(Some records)
──────────────────────────────

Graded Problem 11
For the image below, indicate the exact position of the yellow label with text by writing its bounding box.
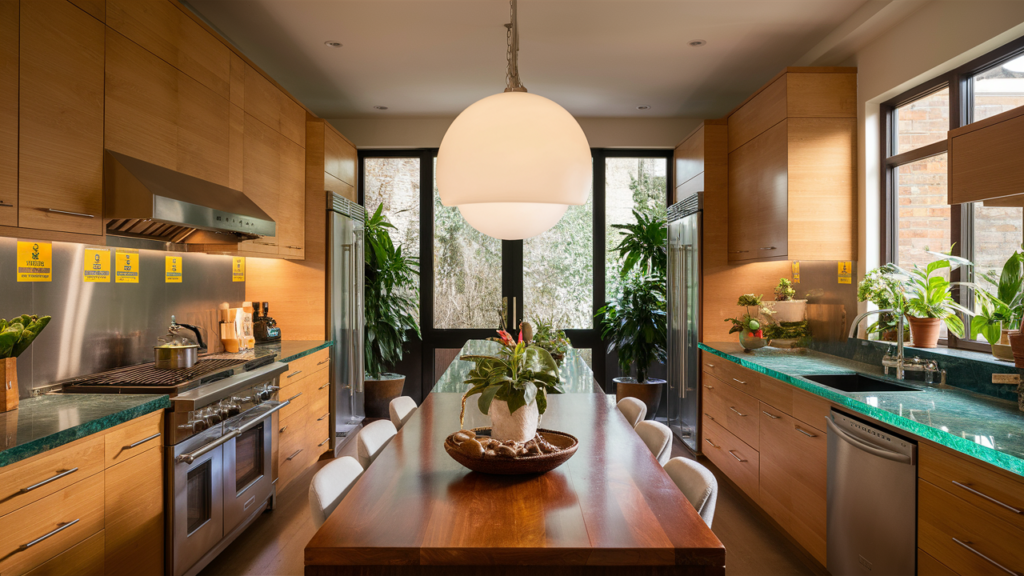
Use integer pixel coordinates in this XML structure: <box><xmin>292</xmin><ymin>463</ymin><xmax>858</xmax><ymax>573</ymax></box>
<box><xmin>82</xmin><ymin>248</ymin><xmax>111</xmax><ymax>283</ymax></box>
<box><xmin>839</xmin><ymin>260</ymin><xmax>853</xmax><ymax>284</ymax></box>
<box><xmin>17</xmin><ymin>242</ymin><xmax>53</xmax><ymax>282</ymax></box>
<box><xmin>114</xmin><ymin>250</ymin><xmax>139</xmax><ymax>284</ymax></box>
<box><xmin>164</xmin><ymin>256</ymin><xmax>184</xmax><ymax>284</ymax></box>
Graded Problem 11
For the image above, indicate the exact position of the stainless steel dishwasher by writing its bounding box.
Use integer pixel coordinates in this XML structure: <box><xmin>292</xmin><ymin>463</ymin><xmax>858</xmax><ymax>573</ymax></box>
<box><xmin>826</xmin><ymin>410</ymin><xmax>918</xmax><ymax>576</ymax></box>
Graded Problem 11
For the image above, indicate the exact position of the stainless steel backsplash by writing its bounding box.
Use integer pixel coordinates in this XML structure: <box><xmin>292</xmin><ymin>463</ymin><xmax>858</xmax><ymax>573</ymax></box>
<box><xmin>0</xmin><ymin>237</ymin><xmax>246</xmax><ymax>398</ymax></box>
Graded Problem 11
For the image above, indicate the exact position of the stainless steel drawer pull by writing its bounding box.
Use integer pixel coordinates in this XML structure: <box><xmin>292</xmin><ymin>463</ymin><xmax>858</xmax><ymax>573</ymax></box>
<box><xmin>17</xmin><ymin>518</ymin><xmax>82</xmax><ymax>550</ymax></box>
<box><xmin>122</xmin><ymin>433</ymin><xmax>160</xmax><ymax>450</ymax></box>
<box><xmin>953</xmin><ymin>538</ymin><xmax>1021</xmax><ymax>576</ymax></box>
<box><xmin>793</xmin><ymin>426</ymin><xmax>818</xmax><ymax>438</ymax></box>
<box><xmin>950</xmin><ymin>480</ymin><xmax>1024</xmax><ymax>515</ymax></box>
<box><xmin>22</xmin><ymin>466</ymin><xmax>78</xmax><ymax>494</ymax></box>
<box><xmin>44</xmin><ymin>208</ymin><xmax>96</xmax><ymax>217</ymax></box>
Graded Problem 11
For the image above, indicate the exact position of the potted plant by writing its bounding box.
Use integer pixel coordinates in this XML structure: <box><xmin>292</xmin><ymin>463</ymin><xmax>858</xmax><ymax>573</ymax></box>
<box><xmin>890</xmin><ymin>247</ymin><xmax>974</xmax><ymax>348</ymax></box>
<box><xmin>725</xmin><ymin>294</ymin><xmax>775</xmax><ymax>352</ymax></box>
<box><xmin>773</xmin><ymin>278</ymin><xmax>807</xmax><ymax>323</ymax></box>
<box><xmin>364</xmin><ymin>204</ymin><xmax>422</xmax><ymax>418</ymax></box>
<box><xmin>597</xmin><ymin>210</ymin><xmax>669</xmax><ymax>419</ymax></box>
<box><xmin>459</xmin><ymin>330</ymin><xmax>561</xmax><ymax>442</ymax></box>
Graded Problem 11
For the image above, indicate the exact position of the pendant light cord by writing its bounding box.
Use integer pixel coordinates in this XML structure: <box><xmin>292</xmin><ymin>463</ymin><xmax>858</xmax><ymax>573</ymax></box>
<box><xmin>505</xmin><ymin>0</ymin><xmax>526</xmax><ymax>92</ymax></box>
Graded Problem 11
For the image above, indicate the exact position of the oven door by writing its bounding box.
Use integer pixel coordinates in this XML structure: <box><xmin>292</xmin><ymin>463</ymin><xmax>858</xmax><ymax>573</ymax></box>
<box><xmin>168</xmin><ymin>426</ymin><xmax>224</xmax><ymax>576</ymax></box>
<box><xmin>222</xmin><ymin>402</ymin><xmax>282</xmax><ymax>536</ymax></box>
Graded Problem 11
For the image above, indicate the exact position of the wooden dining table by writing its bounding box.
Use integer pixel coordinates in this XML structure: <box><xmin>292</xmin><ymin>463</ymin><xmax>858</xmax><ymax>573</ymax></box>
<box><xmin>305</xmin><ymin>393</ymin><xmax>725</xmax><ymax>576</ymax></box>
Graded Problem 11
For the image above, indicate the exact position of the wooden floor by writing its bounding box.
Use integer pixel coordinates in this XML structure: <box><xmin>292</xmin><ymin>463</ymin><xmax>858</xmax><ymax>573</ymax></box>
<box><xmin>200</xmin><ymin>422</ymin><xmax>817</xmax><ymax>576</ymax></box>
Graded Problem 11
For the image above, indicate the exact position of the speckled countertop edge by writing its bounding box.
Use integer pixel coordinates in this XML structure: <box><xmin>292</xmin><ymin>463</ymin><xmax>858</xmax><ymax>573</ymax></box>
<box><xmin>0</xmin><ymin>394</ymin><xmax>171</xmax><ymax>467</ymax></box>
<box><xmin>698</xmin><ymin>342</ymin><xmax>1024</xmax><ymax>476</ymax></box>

──────────────────────────────

Output every entry verbatim. Pictures do not belong in the copy.

● Answer to the problem:
Graded Problem 11
For the image below, indicate the exact position of the yellow label with text by writing its bounding box.
Use integer pixel coordinates in this XML structure: <box><xmin>292</xmin><ymin>463</ymin><xmax>858</xmax><ymax>573</ymax></box>
<box><xmin>82</xmin><ymin>248</ymin><xmax>111</xmax><ymax>283</ymax></box>
<box><xmin>839</xmin><ymin>260</ymin><xmax>853</xmax><ymax>284</ymax></box>
<box><xmin>17</xmin><ymin>242</ymin><xmax>53</xmax><ymax>282</ymax></box>
<box><xmin>114</xmin><ymin>250</ymin><xmax>139</xmax><ymax>284</ymax></box>
<box><xmin>164</xmin><ymin>256</ymin><xmax>184</xmax><ymax>284</ymax></box>
Graded Problem 11
For the image above, indicate the exact position of the stainless steel dishwasher by writing its bounding box.
Use integer pixel coordinates in this XML structure: <box><xmin>292</xmin><ymin>463</ymin><xmax>858</xmax><ymax>573</ymax></box>
<box><xmin>826</xmin><ymin>410</ymin><xmax>918</xmax><ymax>576</ymax></box>
Graded Problem 11
For the image above, indicate the exact position of the stainless steel backsplash by writing its bounding box.
Use integer pixel coordinates in this XML structure: <box><xmin>292</xmin><ymin>463</ymin><xmax>858</xmax><ymax>573</ymax></box>
<box><xmin>0</xmin><ymin>237</ymin><xmax>246</xmax><ymax>398</ymax></box>
Graded Problem 11
For the image above, indicate the exact position of the stainless steel drawer pull by writing its bounding box.
Use integer pixel coordinates in this XML structure: <box><xmin>292</xmin><ymin>463</ymin><xmax>858</xmax><ymax>573</ymax></box>
<box><xmin>17</xmin><ymin>518</ymin><xmax>82</xmax><ymax>550</ymax></box>
<box><xmin>122</xmin><ymin>433</ymin><xmax>160</xmax><ymax>450</ymax></box>
<box><xmin>953</xmin><ymin>538</ymin><xmax>1021</xmax><ymax>576</ymax></box>
<box><xmin>793</xmin><ymin>426</ymin><xmax>818</xmax><ymax>438</ymax></box>
<box><xmin>950</xmin><ymin>480</ymin><xmax>1024</xmax><ymax>515</ymax></box>
<box><xmin>22</xmin><ymin>466</ymin><xmax>78</xmax><ymax>494</ymax></box>
<box><xmin>44</xmin><ymin>208</ymin><xmax>96</xmax><ymax>217</ymax></box>
Graded Problem 11
For the image above, indicate the exact position of the potted plant by writing its bounding box.
Use integer pixel coordinates in this XML structure: <box><xmin>292</xmin><ymin>463</ymin><xmax>858</xmax><ymax>573</ymax></box>
<box><xmin>890</xmin><ymin>247</ymin><xmax>974</xmax><ymax>348</ymax></box>
<box><xmin>725</xmin><ymin>294</ymin><xmax>775</xmax><ymax>352</ymax></box>
<box><xmin>773</xmin><ymin>278</ymin><xmax>807</xmax><ymax>323</ymax></box>
<box><xmin>364</xmin><ymin>204</ymin><xmax>422</xmax><ymax>418</ymax></box>
<box><xmin>597</xmin><ymin>210</ymin><xmax>669</xmax><ymax>419</ymax></box>
<box><xmin>459</xmin><ymin>330</ymin><xmax>561</xmax><ymax>442</ymax></box>
Graded Problem 11
For the image above, indicate the exact position of the pendant light cord by writing its bounding box.
Use integer pixel coordinates in this XML structure: <box><xmin>292</xmin><ymin>463</ymin><xmax>858</xmax><ymax>573</ymax></box>
<box><xmin>505</xmin><ymin>0</ymin><xmax>526</xmax><ymax>92</ymax></box>
Graded Problem 11
For the image above, indicate the exact position of the oven door by writing its bounding box.
Use integer pixel coordinates in this XML structure: <box><xmin>292</xmin><ymin>463</ymin><xmax>858</xmax><ymax>573</ymax></box>
<box><xmin>168</xmin><ymin>426</ymin><xmax>224</xmax><ymax>576</ymax></box>
<box><xmin>222</xmin><ymin>402</ymin><xmax>282</xmax><ymax>536</ymax></box>
Graded Problem 11
For the image above, indicate the exact position of the wooden dining table by writing its bounding box.
Use integer pixel coordinates in this XML structure: <box><xmin>292</xmin><ymin>463</ymin><xmax>858</xmax><ymax>573</ymax></box>
<box><xmin>305</xmin><ymin>393</ymin><xmax>725</xmax><ymax>576</ymax></box>
Graded Problem 11
For the image above, indicate the exact position of the wooden floor by writing its bounding box.
Use integer pixel coordinates in this XML structure: <box><xmin>292</xmin><ymin>463</ymin><xmax>858</xmax><ymax>573</ymax></box>
<box><xmin>200</xmin><ymin>422</ymin><xmax>817</xmax><ymax>576</ymax></box>
Graded Problem 11
For the image above, indicate the exact position of the speckled countertop edge by writing its bounding box.
Use integer pixel coordinates in this XML structure: <box><xmin>292</xmin><ymin>463</ymin><xmax>858</xmax><ymax>573</ymax></box>
<box><xmin>0</xmin><ymin>394</ymin><xmax>171</xmax><ymax>467</ymax></box>
<box><xmin>698</xmin><ymin>342</ymin><xmax>1024</xmax><ymax>476</ymax></box>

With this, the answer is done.